• **How to complete this task**
Leaving the pictures aside, repeat the entries exactly.
(Beginning of Data supplied)
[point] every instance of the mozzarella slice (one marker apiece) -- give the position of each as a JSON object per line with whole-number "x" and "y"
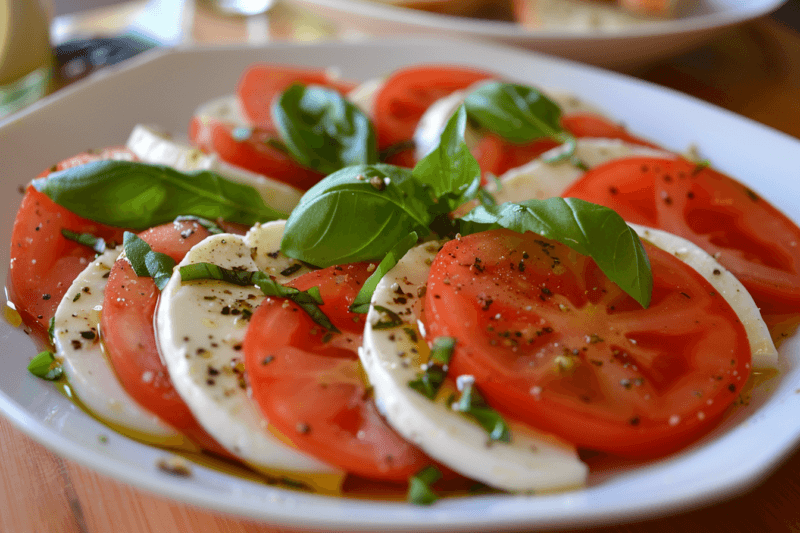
{"x": 540, "y": 179}
{"x": 531, "y": 462}
{"x": 764, "y": 353}
{"x": 201, "y": 326}
{"x": 154, "y": 147}
{"x": 433, "y": 121}
{"x": 90, "y": 375}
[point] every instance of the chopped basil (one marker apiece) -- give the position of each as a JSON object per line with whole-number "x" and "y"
{"x": 323, "y": 130}
{"x": 87, "y": 239}
{"x": 472, "y": 404}
{"x": 146, "y": 262}
{"x": 419, "y": 486}
{"x": 137, "y": 195}
{"x": 587, "y": 228}
{"x": 45, "y": 366}
{"x": 309, "y": 300}
{"x": 361, "y": 302}
{"x": 211, "y": 227}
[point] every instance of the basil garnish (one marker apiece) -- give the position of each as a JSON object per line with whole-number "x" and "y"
{"x": 419, "y": 486}
{"x": 430, "y": 380}
{"x": 587, "y": 228}
{"x": 146, "y": 262}
{"x": 87, "y": 239}
{"x": 322, "y": 130}
{"x": 137, "y": 195}
{"x": 519, "y": 114}
{"x": 45, "y": 366}
{"x": 356, "y": 214}
{"x": 472, "y": 404}
{"x": 361, "y": 302}
{"x": 309, "y": 300}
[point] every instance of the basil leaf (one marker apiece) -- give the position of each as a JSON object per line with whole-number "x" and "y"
{"x": 138, "y": 196}
{"x": 587, "y": 228}
{"x": 450, "y": 170}
{"x": 307, "y": 300}
{"x": 361, "y": 302}
{"x": 356, "y": 214}
{"x": 146, "y": 262}
{"x": 517, "y": 113}
{"x": 419, "y": 486}
{"x": 45, "y": 366}
{"x": 211, "y": 227}
{"x": 472, "y": 404}
{"x": 322, "y": 130}
{"x": 98, "y": 244}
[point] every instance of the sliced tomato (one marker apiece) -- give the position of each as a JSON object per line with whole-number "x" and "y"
{"x": 751, "y": 238}
{"x": 254, "y": 152}
{"x": 261, "y": 82}
{"x": 552, "y": 342}
{"x": 496, "y": 155}
{"x": 44, "y": 262}
{"x": 309, "y": 384}
{"x": 407, "y": 93}
{"x": 128, "y": 334}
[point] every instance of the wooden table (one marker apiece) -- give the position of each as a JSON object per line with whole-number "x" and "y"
{"x": 753, "y": 70}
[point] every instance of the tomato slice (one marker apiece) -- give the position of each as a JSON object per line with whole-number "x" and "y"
{"x": 496, "y": 155}
{"x": 44, "y": 262}
{"x": 552, "y": 342}
{"x": 751, "y": 238}
{"x": 128, "y": 334}
{"x": 261, "y": 82}
{"x": 407, "y": 93}
{"x": 254, "y": 152}
{"x": 309, "y": 384}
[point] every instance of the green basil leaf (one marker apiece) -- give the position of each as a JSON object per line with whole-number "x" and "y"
{"x": 356, "y": 214}
{"x": 419, "y": 486}
{"x": 138, "y": 196}
{"x": 45, "y": 366}
{"x": 211, "y": 227}
{"x": 517, "y": 113}
{"x": 146, "y": 262}
{"x": 587, "y": 228}
{"x": 309, "y": 300}
{"x": 450, "y": 170}
{"x": 361, "y": 302}
{"x": 87, "y": 239}
{"x": 472, "y": 404}
{"x": 323, "y": 130}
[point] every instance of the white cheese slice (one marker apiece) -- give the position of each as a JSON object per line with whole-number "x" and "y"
{"x": 201, "y": 326}
{"x": 154, "y": 147}
{"x": 90, "y": 375}
{"x": 540, "y": 179}
{"x": 530, "y": 462}
{"x": 764, "y": 353}
{"x": 433, "y": 121}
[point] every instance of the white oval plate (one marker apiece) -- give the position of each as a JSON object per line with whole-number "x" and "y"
{"x": 620, "y": 49}
{"x": 163, "y": 87}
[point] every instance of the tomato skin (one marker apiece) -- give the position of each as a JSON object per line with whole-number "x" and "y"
{"x": 261, "y": 82}
{"x": 407, "y": 94}
{"x": 311, "y": 390}
{"x": 751, "y": 238}
{"x": 44, "y": 262}
{"x": 128, "y": 333}
{"x": 557, "y": 345}
{"x": 254, "y": 153}
{"x": 497, "y": 156}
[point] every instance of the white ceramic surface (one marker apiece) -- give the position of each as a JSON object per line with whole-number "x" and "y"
{"x": 164, "y": 87}
{"x": 626, "y": 49}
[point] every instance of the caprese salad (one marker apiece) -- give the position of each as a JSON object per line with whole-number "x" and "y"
{"x": 430, "y": 279}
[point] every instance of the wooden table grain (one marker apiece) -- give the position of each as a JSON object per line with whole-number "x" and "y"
{"x": 753, "y": 70}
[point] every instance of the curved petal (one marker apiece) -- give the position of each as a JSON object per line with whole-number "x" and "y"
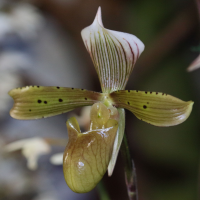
{"x": 87, "y": 155}
{"x": 34, "y": 102}
{"x": 155, "y": 108}
{"x": 113, "y": 53}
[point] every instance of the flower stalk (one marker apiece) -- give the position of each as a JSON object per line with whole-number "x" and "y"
{"x": 130, "y": 171}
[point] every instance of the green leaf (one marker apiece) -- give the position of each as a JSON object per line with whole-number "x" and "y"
{"x": 113, "y": 53}
{"x": 155, "y": 108}
{"x": 34, "y": 102}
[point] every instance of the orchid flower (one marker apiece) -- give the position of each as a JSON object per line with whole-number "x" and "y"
{"x": 88, "y": 155}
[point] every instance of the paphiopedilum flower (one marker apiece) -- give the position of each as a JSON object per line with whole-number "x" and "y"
{"x": 114, "y": 55}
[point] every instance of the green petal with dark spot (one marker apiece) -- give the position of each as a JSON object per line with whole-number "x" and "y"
(End of Data supplied)
• **Answer section**
[point] every instance of the mozzarella slice (one marker apiece) -- give the position of each as a JSON object per line with whole-number "x" and "y"
{"x": 540, "y": 179}
{"x": 531, "y": 462}
{"x": 764, "y": 353}
{"x": 201, "y": 326}
{"x": 154, "y": 147}
{"x": 433, "y": 121}
{"x": 90, "y": 375}
[point] every instance of the chopped basil (one marker apiece) -- give the position of each as a JSON object per line with whole-number "x" and "y"
{"x": 323, "y": 130}
{"x": 87, "y": 239}
{"x": 472, "y": 404}
{"x": 146, "y": 262}
{"x": 419, "y": 486}
{"x": 137, "y": 195}
{"x": 587, "y": 228}
{"x": 45, "y": 366}
{"x": 309, "y": 300}
{"x": 361, "y": 302}
{"x": 211, "y": 227}
[point] every instance of the basil garnish (one marker apiece) -- give the position of each as a JSON object per line with whole-number "x" and "y"
{"x": 419, "y": 486}
{"x": 430, "y": 380}
{"x": 587, "y": 228}
{"x": 146, "y": 262}
{"x": 87, "y": 239}
{"x": 322, "y": 130}
{"x": 137, "y": 195}
{"x": 519, "y": 114}
{"x": 45, "y": 366}
{"x": 356, "y": 214}
{"x": 472, "y": 404}
{"x": 361, "y": 302}
{"x": 309, "y": 300}
[point] every instance of the basil leaf (one marker apiece) -- give the position of each as a JSON object per line with whole-number "x" and "y"
{"x": 138, "y": 196}
{"x": 587, "y": 228}
{"x": 450, "y": 170}
{"x": 307, "y": 300}
{"x": 361, "y": 302}
{"x": 356, "y": 214}
{"x": 146, "y": 262}
{"x": 517, "y": 113}
{"x": 419, "y": 486}
{"x": 45, "y": 366}
{"x": 211, "y": 227}
{"x": 472, "y": 404}
{"x": 322, "y": 130}
{"x": 98, "y": 244}
[point] every instance of the sliced tomato (one marker apiece) -- give the position of each as a JSON object per line with whole-number "x" and "y"
{"x": 751, "y": 238}
{"x": 254, "y": 152}
{"x": 261, "y": 82}
{"x": 552, "y": 342}
{"x": 496, "y": 155}
{"x": 44, "y": 262}
{"x": 309, "y": 384}
{"x": 407, "y": 93}
{"x": 128, "y": 334}
[point] every instance of the wooden table (one marker apiece) -- give the position of each as a JSON object per line with whole-number "x" and "y"
{"x": 753, "y": 70}
[point] every instance of the tomato slice (one marker apiece) -- give the position of each as a JSON object per line with whole-number "x" and "y"
{"x": 496, "y": 155}
{"x": 44, "y": 262}
{"x": 552, "y": 342}
{"x": 751, "y": 238}
{"x": 128, "y": 334}
{"x": 261, "y": 82}
{"x": 407, "y": 93}
{"x": 254, "y": 152}
{"x": 309, "y": 384}
[point] every instance of the green basil leaf (one marker apiece) -- give the position of each as a JSON object per line with whole-number "x" and "y"
{"x": 356, "y": 214}
{"x": 419, "y": 486}
{"x": 138, "y": 196}
{"x": 45, "y": 366}
{"x": 211, "y": 227}
{"x": 517, "y": 113}
{"x": 146, "y": 262}
{"x": 587, "y": 228}
{"x": 309, "y": 300}
{"x": 450, "y": 170}
{"x": 361, "y": 302}
{"x": 87, "y": 239}
{"x": 472, "y": 404}
{"x": 323, "y": 130}
[point] every instance of the white cheese slice (one marker apiece) -- give the position of each as a JSON object per line with whole-number "x" and "y"
{"x": 201, "y": 326}
{"x": 154, "y": 147}
{"x": 90, "y": 375}
{"x": 540, "y": 179}
{"x": 530, "y": 462}
{"x": 764, "y": 353}
{"x": 433, "y": 121}
[point] every instance of the white oval plate (one marker apiece) -- give the position of each as a JSON object per line with whole-number "x" and "y"
{"x": 620, "y": 49}
{"x": 163, "y": 87}
[point] every instance of the tomato skin (one marker apiece) -- give the position of each as a JSON object per line with whole-number "x" and "y"
{"x": 261, "y": 82}
{"x": 407, "y": 94}
{"x": 311, "y": 390}
{"x": 751, "y": 238}
{"x": 44, "y": 262}
{"x": 128, "y": 333}
{"x": 557, "y": 345}
{"x": 254, "y": 153}
{"x": 497, "y": 156}
[point] every instance of the white ceramic surface (one marker apiece) -- give the position of each as a JSON object per line with whole-number "x" and "y"
{"x": 164, "y": 87}
{"x": 626, "y": 49}
[point] every instance of the caprese salad (one marker apiece) -- give the position of each as a JSON object per line with whole-number "x" and "y"
{"x": 430, "y": 279}
[point] every instance of the wooden table grain (one marker apiece) -- give the position of each as a JSON object per line with whole-number "x" and "y"
{"x": 753, "y": 70}
[point] every instance of the curved petal (one marker apiece) -- give the position of each as a JSON object per line with whole-number "x" and "y"
{"x": 87, "y": 155}
{"x": 34, "y": 102}
{"x": 155, "y": 108}
{"x": 113, "y": 53}
[point] every instance of the flower stalk (one marker apiece) -- give the position of each as a JSON object per line with whole-number "x" and "y"
{"x": 130, "y": 171}
[point] every instance of the green leaf (one marker apiece) -- give the position of each as a JSON object per line with whole-number "x" and "y"
{"x": 113, "y": 53}
{"x": 155, "y": 108}
{"x": 34, "y": 102}
[point] every instance of the orchid flower (one marker apiece) -- give the position of each as a JSON object per line with whole-number "x" and "y"
{"x": 88, "y": 155}
[point] every instance of the paphiopedilum flower (one marker apiece) -- give the position of each as a JSON object per line with whole-number "x" and "y"
{"x": 114, "y": 55}
[point] every instance of the green petal with dark spot (one marker apiece) -- give the position of each as a JSON object per line with whole-number "x" and "y"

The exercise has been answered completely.